• _REQUEST 1_: From the text on the biblical meaning of "perfect," set down word for word the part that opens with the words containing "This understanding establishes" and closes with "of this definition.".
• _REQUEST 2_: Translate this sentence from the text on the biblical meaning of "perfect" into Spanish: "The KJV reveals that the word contains several senses."

• _SUPPLIED TEXT_:
This understanding establishes a further means of testing MJP’s notion of perfection against scriptural warrant because it encourages us to search the scriptures for a Biblical definition of the word “perfect”. The KJV reveals that the word contains several senses. According to the way in which scripture defines it, the word ‘perfect’ in the Bible means, just, faithful, upright, having integrity, and being mature. The following texts support the many aspects of this definition.

Just

Deut 25:15 “But thou shalt have a perfect and just weight, a perfect and just measure shalt thou have.”

Faithful

Deut 18:13 “Thou shalt be perfect with the LORD thy God.” Read this in context, vv9-14

2 Chron 19:9 “And he charged them, saying, Thus shall ye do in the fear of the LORD, faithfully, and with a perfect heart.”

Upright

1 Kings 11:4 “…his heart was not perfect with the LORD his God, as was the heart of David his father.”

• _DATA LINES_:
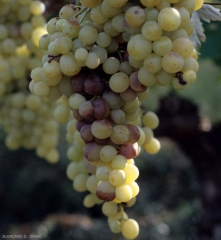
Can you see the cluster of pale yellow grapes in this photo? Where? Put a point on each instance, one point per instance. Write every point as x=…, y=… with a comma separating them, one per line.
x=27, y=119
x=98, y=61
x=102, y=58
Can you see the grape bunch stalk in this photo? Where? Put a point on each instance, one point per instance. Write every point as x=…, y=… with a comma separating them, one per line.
x=102, y=57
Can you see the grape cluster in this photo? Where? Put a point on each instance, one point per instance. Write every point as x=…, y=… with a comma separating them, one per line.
x=102, y=58
x=27, y=119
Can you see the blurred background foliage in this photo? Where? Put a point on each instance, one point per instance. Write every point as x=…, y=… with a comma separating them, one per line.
x=37, y=198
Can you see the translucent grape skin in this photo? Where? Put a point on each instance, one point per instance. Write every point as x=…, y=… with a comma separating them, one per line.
x=135, y=84
x=101, y=108
x=93, y=85
x=113, y=99
x=105, y=191
x=92, y=151
x=86, y=109
x=134, y=133
x=77, y=82
x=86, y=134
x=128, y=150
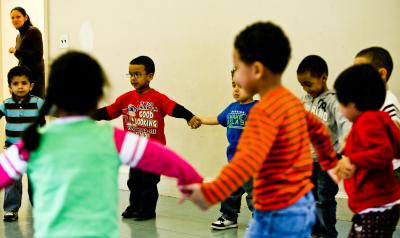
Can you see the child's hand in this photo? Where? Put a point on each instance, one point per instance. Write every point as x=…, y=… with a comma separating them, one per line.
x=345, y=169
x=195, y=122
x=193, y=192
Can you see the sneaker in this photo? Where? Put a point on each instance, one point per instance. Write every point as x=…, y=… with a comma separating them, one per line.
x=145, y=216
x=223, y=223
x=10, y=216
x=128, y=213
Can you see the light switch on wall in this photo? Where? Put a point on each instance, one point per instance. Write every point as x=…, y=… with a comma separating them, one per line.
x=64, y=42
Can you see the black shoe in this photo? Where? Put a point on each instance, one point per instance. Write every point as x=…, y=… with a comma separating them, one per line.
x=223, y=223
x=130, y=214
x=10, y=216
x=145, y=216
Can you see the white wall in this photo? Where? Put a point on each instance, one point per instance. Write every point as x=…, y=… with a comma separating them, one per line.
x=191, y=44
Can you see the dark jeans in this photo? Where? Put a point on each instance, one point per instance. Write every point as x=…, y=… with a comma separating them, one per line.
x=13, y=196
x=324, y=192
x=231, y=206
x=144, y=193
x=375, y=224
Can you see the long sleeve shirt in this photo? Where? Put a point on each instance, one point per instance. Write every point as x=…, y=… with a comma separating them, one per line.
x=275, y=149
x=373, y=142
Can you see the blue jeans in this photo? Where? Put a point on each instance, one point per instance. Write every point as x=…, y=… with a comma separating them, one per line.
x=324, y=192
x=294, y=221
x=230, y=208
x=13, y=196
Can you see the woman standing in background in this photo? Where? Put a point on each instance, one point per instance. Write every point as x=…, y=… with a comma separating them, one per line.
x=29, y=48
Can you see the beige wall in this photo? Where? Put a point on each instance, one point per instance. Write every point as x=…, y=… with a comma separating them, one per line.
x=191, y=44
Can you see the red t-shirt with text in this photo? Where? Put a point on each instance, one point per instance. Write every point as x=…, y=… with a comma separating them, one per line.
x=143, y=114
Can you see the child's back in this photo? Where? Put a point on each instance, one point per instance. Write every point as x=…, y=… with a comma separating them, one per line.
x=373, y=142
x=80, y=160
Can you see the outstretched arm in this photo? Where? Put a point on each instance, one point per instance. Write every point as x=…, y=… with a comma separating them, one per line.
x=321, y=139
x=209, y=120
x=150, y=156
x=181, y=112
x=13, y=163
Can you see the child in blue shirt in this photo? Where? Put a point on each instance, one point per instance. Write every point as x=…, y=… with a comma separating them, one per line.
x=233, y=118
x=20, y=110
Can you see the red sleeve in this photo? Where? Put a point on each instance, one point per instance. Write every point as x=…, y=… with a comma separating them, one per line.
x=322, y=141
x=115, y=110
x=167, y=105
x=377, y=150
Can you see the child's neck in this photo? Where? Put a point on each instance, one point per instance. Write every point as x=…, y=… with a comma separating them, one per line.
x=323, y=91
x=273, y=81
x=143, y=90
x=247, y=101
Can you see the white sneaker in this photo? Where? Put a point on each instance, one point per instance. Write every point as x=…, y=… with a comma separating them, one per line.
x=222, y=223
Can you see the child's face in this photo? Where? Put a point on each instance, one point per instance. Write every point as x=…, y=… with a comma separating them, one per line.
x=313, y=85
x=367, y=60
x=18, y=19
x=349, y=111
x=243, y=74
x=239, y=94
x=139, y=79
x=20, y=86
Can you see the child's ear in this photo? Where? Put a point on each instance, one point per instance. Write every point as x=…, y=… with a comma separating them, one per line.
x=258, y=70
x=31, y=87
x=383, y=73
x=150, y=76
x=324, y=78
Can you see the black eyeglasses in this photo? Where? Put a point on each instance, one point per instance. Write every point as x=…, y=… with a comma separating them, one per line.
x=134, y=75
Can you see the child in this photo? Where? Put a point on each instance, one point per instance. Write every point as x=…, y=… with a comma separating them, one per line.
x=143, y=111
x=233, y=118
x=312, y=74
x=73, y=162
x=382, y=61
x=274, y=147
x=373, y=142
x=21, y=110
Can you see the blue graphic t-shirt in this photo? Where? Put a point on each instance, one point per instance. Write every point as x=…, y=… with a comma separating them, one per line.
x=234, y=119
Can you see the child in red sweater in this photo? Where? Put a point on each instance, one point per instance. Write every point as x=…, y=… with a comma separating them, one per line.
x=373, y=142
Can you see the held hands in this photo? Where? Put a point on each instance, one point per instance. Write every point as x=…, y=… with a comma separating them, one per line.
x=343, y=170
x=195, y=122
x=193, y=192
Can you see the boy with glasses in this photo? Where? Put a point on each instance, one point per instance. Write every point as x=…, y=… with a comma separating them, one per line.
x=143, y=111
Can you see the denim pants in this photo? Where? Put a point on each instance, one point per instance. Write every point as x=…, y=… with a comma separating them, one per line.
x=13, y=196
x=324, y=192
x=230, y=208
x=294, y=221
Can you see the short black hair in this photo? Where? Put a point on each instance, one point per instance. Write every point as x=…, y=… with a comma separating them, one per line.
x=264, y=42
x=380, y=58
x=146, y=61
x=361, y=85
x=314, y=64
x=76, y=82
x=19, y=71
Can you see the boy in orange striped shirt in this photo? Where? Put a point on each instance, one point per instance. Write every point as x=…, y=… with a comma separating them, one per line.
x=274, y=147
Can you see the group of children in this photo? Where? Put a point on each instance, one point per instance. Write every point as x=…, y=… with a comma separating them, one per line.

• _ANSWER 1_:
This understanding establishes a further means of testing MJP’s notion of perfection against scriptural warrant because it encourages us to search the scriptures for a Biblical definition of the word “perfect”. The KJV reveals that the word contains several senses. According to the way in which scripture defines it, the word ‘perfect’ in the Bible means, just, faithful, upright, having integrity, and being mature. The following texts support the many aspects of this definition.

• _ANSWER 2_: La KJV revela que la palabra contiene varios sentidos.